## Start EXTRACTED TEXT

Upon leaving the alarm install shop I got about half way home and noticed my fuel and temp gauges weren't working anymore. Turned around and went back to the install shop to fix what ever they broke. So they proceed to hem and haw but finally agreed to look at it; first thing they did was remove the fuse box and put it back in and that worked. So I left only to find the problem reoccurring again and again over the next few weeks. The gauges would work and stop, sometimes come back on by themselves, sometime not. Everything else works fine.

Fast Forward:
What I've done is wiggle the fuse box with slight upward pressure and have gotten the gauges to come back on a few times. This has worked over the last several weeks. That doesn't seem to work anymore.

I have gone thru the wiring cluster around the fuse box a few times and cant find a loose or pinched wire anywhere. The fuse box will not come down far enough to really see what is going on in there on the wire side, so I'm blind there. It looks like the fuses are all good but I'm going to replace the one fuse that links to these wires anyway, but that is a long shot as the problem is intermittent and if it was a fuse problem, it wouldn't just come back on like that.

The way I understand the wiring diagram, the fuel and temp guages go into the same fuse, so maybe I have a bad connection there in the fuse box its self? I'd like to visually see that but I cant get the fuse box in that position because the wiring connectors and such are all up against it. Is there a trick to getting the fuse box in a position so you can see the wiring side?

The wiring is solid in this car so rewiring or going crazy like that doesnt make sense, so I'm not going there.

This is a loose wire or connection issue and I want to confirm I'm on the right track.

Any thoughts or prayers (lol) would be helpful.
 
The instrument panel voltage limiter may be going out. I'd get one of the new solid state ones whether it's currently the problem or not. Most of the time when they fail, they fry the fuel and temp gauges.
 
If moving the fuse box causes the the problem to come and go I would suspect the pin on the back of the cir board on the gauge cluster.

The path goes as the following.

FROM the ignition switch a black wire goes to a splice.

From the splice it goes to a pink wire to the wiper switch and to 3 black wires. One TO the signal flasher, one TO the fuse block where it turns to red with a tracer and goes TO the radio, the third goes TO the instrument panel to feed 12v to the IVR.

So the power for all these things does not come from the fuse block it comes from the ignition switch and the feed TO the ignition switch comes from the main splice from the alternator.

There are no fuses in this path (except TO the radio)

So wiggling the fuse block is most likely wiggling wires under the dash causing the open connection to the gauge cluster.

You can check if the radio, turn signals, or wipers work or cut out when wiggling the fuse block
 
The gauges ARE NOT FUSED. The power for them comes off the (EDIT) Q2 black ACC accessory feed from the ignition switch, up to the cluster, and then goes through the IVR or instrument regulator.

## End EXTRACTED TEXT
## Start SOURCE MATERIAL

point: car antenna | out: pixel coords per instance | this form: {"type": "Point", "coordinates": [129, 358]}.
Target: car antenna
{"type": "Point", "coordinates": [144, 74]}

## End SOURCE MATERIAL

Reproduce the passage of the text on the fuel and temperature gauges verbatim, from "The way I understand" to "would be helpful.".

The way I understand the wiring diagram, the fuel and temp guages go into the same fuse, so maybe I have a bad connection there in the fuse box its self? I'd like to visually see that but I cant get the fuse box in that position because the wiring connectors and such are all up against it. Is there a trick to getting the fuse box in a position so you can see the wiring side?

The wiring is solid in this car so rewiring or going crazy like that doesnt make sense, so I'm not going there.

This is a loose wire or connection issue and I want to confirm I'm on the right track.

Any thoughts or prayers (lol) would be helpful.